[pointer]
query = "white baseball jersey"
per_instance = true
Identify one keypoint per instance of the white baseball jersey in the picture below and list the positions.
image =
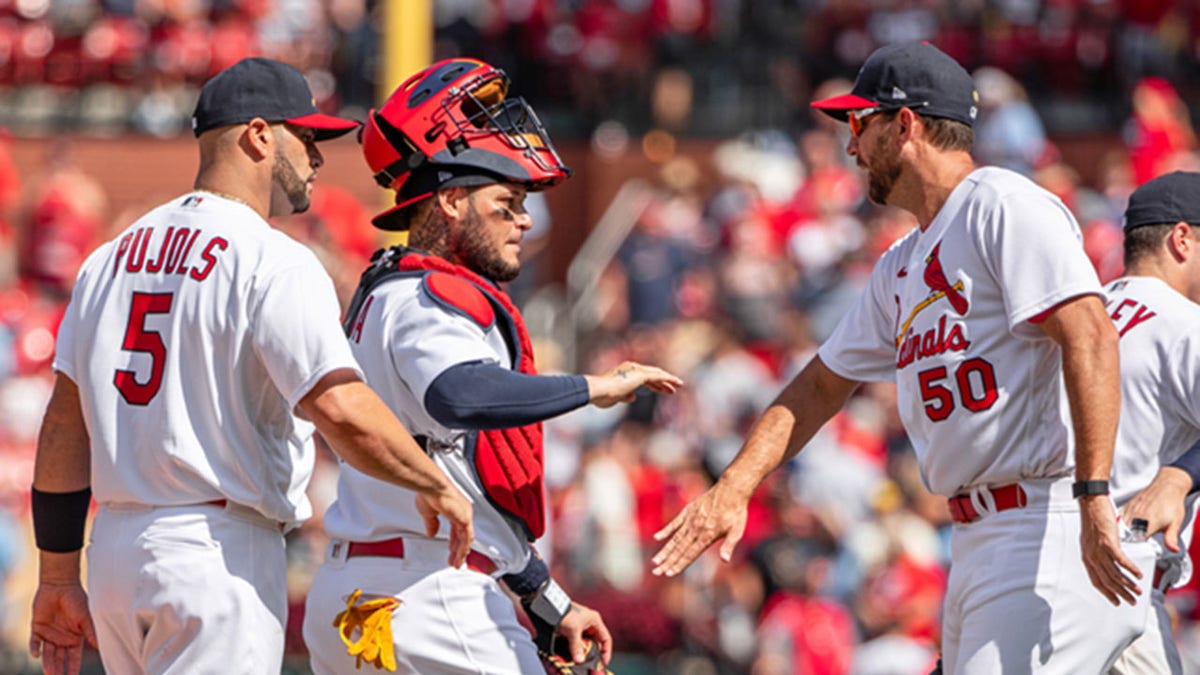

════

Task:
Leave out the pictures and return the listing exactly.

Exercise response:
[pointer]
query = "white baseball jersey"
per_instance = true
Identify one keypoint per instance of the white baseball jersey in the picture below and list the positions.
image =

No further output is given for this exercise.